▸ INSTRUCTIONS TO FOLLOW: Render every line of the listing below as a numbered list, skipping any blank lines. Leave the picture out of your answer.

Stored data entries:
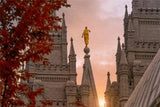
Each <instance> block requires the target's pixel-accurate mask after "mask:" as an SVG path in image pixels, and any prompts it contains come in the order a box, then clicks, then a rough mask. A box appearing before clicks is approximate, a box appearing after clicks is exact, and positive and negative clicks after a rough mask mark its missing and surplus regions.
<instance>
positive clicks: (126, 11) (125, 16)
mask: <svg viewBox="0 0 160 107" xmlns="http://www.w3.org/2000/svg"><path fill="white" fill-rule="evenodd" d="M124 18H125V19H128V6H127V5H125V17H124Z"/></svg>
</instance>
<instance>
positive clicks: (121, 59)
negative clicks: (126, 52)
mask: <svg viewBox="0 0 160 107" xmlns="http://www.w3.org/2000/svg"><path fill="white" fill-rule="evenodd" d="M124 48H125V46H124V44H122V53H121V59H120V65H123V64H128V62H127V58H126V53H125V49H124Z"/></svg>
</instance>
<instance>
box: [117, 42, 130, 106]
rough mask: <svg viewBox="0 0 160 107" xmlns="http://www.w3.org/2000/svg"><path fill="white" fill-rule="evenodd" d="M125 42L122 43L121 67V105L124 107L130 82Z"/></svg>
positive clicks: (119, 71)
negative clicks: (128, 75) (128, 73)
mask: <svg viewBox="0 0 160 107" xmlns="http://www.w3.org/2000/svg"><path fill="white" fill-rule="evenodd" d="M124 47H125V46H124V44H122V48H123V49H122V53H121V60H120V68H119V72H118V74H119V80H120V81H119V87H120V91H119V93H120V95H119V96H120V106H121V107H124V105H125V103H126V102H127V100H128V96H129V83H128V62H127V58H126V53H125V49H124Z"/></svg>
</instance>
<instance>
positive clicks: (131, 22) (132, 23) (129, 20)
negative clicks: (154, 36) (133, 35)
mask: <svg viewBox="0 0 160 107" xmlns="http://www.w3.org/2000/svg"><path fill="white" fill-rule="evenodd" d="M128 31H129V32H133V31H134V27H133V22H132V20H131V19H129V23H128Z"/></svg>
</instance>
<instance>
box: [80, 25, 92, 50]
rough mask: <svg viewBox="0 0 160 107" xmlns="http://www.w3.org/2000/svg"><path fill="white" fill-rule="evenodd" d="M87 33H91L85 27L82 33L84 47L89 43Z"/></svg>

▸ SOLUTION TO THIS PROBLEM:
1. Each <instance> block requires the target's pixel-accurate mask after "mask:" as an SVG path in image pixels, and any prompts it contains come in the order a box, then clicks, then a rough mask. A box appearing before clicks is approximate, a box appearing after clicks is exact, and positive and negative clicks after a rough mask mark its missing and surplus regions.
2. <instance>
3. positive clicks: (126, 11) (125, 16)
4. mask: <svg viewBox="0 0 160 107" xmlns="http://www.w3.org/2000/svg"><path fill="white" fill-rule="evenodd" d="M124 18H125V19H128V6H127V5H125V17H124Z"/></svg>
5. </instance>
6. <instance>
7. positive clicks: (121, 59)
8. negative clicks: (126, 52)
9. mask: <svg viewBox="0 0 160 107" xmlns="http://www.w3.org/2000/svg"><path fill="white" fill-rule="evenodd" d="M124 48H125V46H124V44H122V53H121V59H120V65H123V64H128V62H127V58H126V53H125V49H124Z"/></svg>
10. </instance>
11. <instance>
12. box: [117, 42, 130, 106]
13. rough mask: <svg viewBox="0 0 160 107" xmlns="http://www.w3.org/2000/svg"><path fill="white" fill-rule="evenodd" d="M125 42L122 43L121 67V105L124 107L130 82Z"/></svg>
14. positive clicks: (119, 71)
15. negative clicks: (128, 75) (128, 73)
16. mask: <svg viewBox="0 0 160 107" xmlns="http://www.w3.org/2000/svg"><path fill="white" fill-rule="evenodd" d="M124 47H125V46H124V44H122V48H123V49H122V53H121V60H120V68H119V72H118V74H119V80H120V81H119V87H120V91H119V93H120V95H119V96H120V106H121V107H124V105H125V103H126V102H127V100H128V96H129V83H128V62H127V58H126V53H125V49H124Z"/></svg>
17. </instance>
18. <instance>
19. positive clicks: (131, 22) (132, 23) (129, 20)
20. negative clicks: (154, 36) (133, 35)
21. mask: <svg viewBox="0 0 160 107" xmlns="http://www.w3.org/2000/svg"><path fill="white" fill-rule="evenodd" d="M128 31H129V32H133V31H134V27H133V22H132V20H131V19H129V23H128Z"/></svg>
22. </instance>
23. <instance>
24. box: [80, 25, 92, 50]
25. rough mask: <svg viewBox="0 0 160 107" xmlns="http://www.w3.org/2000/svg"><path fill="white" fill-rule="evenodd" d="M87 33H91L85 27L82 33L84 47L89 43Z"/></svg>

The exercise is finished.